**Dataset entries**

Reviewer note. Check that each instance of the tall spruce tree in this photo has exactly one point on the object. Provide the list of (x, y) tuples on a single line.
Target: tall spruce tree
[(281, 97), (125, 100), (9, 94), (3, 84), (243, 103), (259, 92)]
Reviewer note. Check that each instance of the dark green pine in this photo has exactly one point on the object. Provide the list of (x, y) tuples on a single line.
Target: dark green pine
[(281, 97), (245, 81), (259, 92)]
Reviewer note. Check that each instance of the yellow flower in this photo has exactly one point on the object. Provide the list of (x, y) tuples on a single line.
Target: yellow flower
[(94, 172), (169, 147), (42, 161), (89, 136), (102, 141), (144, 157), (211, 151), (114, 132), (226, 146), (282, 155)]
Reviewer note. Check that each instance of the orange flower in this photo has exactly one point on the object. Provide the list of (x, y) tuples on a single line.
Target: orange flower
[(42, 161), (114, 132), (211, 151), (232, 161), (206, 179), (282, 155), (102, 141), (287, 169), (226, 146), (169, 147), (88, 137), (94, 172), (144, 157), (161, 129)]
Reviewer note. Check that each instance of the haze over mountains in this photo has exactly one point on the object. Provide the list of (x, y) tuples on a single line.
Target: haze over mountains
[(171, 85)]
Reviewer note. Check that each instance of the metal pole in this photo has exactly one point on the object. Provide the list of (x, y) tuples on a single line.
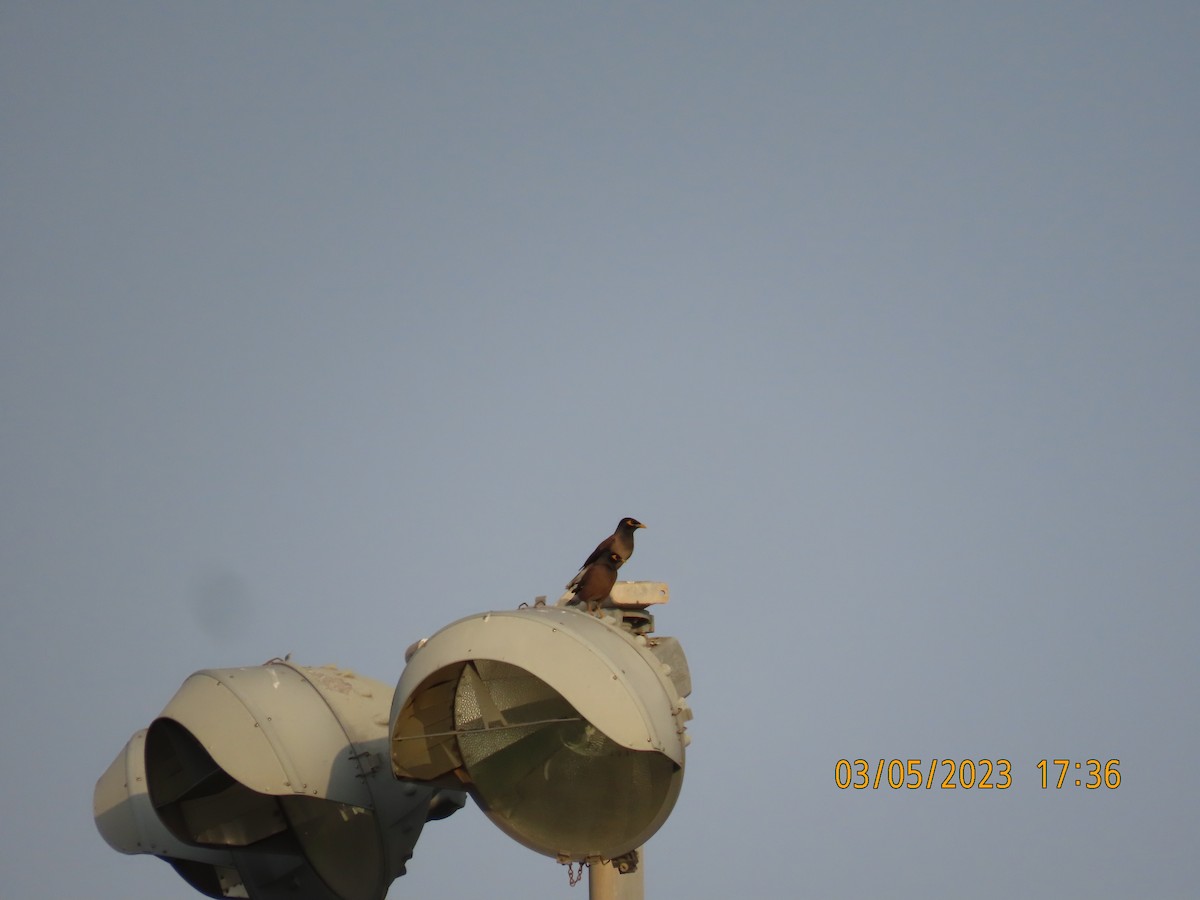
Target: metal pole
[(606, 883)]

**Problem requirements**
Check each line above for the string "exactly" and return those that contain it.

**Exercise output**
Reviewer note. Check that each instance of the tall spruce tree in this photo has exactly one point on the object. Provide the list of (x, y) tuples on a single line.
Reviewer note. Check that each instance of the dark green pine in this photo has exactly one point on the object. Provide the list of (x, y) tuples on a single line.
Reviewer note. Check that each instance of the yellow flower in this photo has exactly one point on the object. Provide the list of (x, y) tuples on a single line.
Reviewer note. Check that each instance of the orange flower in this photo has exactly one point on the object. Provide the list of (x, y) tuples on a single line.
Reviewer note. Check that each instance of the haze over mountains in this photo has exactly one point on the object. Provide the list of (x, y) tuples on a single line.
Reviewer note. Check that each instance of the metal pole in this photo has exactly one point on the object. Provide the list of (x, y) tuples on a single line.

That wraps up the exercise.